------ Records
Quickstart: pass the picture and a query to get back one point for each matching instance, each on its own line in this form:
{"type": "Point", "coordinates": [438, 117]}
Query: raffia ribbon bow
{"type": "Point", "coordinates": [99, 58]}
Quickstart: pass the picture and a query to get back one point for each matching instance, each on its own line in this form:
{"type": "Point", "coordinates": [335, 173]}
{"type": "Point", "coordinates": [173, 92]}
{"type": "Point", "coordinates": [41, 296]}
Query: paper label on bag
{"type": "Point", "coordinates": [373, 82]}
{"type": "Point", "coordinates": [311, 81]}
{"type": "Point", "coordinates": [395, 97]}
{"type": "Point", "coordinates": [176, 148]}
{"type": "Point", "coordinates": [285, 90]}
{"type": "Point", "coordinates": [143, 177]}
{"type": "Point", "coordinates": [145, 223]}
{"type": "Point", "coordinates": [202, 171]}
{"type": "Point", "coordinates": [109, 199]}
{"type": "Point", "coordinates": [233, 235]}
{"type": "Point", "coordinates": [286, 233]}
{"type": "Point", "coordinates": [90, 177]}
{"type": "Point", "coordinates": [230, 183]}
------------
Assignment:
Give every entry again, character for character.

Written response:
Quickstart: pass the picture and a query to get back one point for each matching instance, each on its own line in this form:
{"type": "Point", "coordinates": [438, 117]}
Query: raffia ribbon bow
{"type": "Point", "coordinates": [99, 58]}
Quickstart: pass the picture and a query to get back one point for each matching instance, each on its own line in this form:
{"type": "Point", "coordinates": [335, 173]}
{"type": "Point", "coordinates": [173, 92]}
{"type": "Point", "coordinates": [41, 296]}
Query: paper label on bag
{"type": "Point", "coordinates": [373, 82]}
{"type": "Point", "coordinates": [311, 81]}
{"type": "Point", "coordinates": [395, 97]}
{"type": "Point", "coordinates": [176, 148]}
{"type": "Point", "coordinates": [285, 90]}
{"type": "Point", "coordinates": [143, 177]}
{"type": "Point", "coordinates": [145, 223]}
{"type": "Point", "coordinates": [202, 171]}
{"type": "Point", "coordinates": [109, 199]}
{"type": "Point", "coordinates": [233, 235]}
{"type": "Point", "coordinates": [286, 233]}
{"type": "Point", "coordinates": [90, 177]}
{"type": "Point", "coordinates": [230, 183]}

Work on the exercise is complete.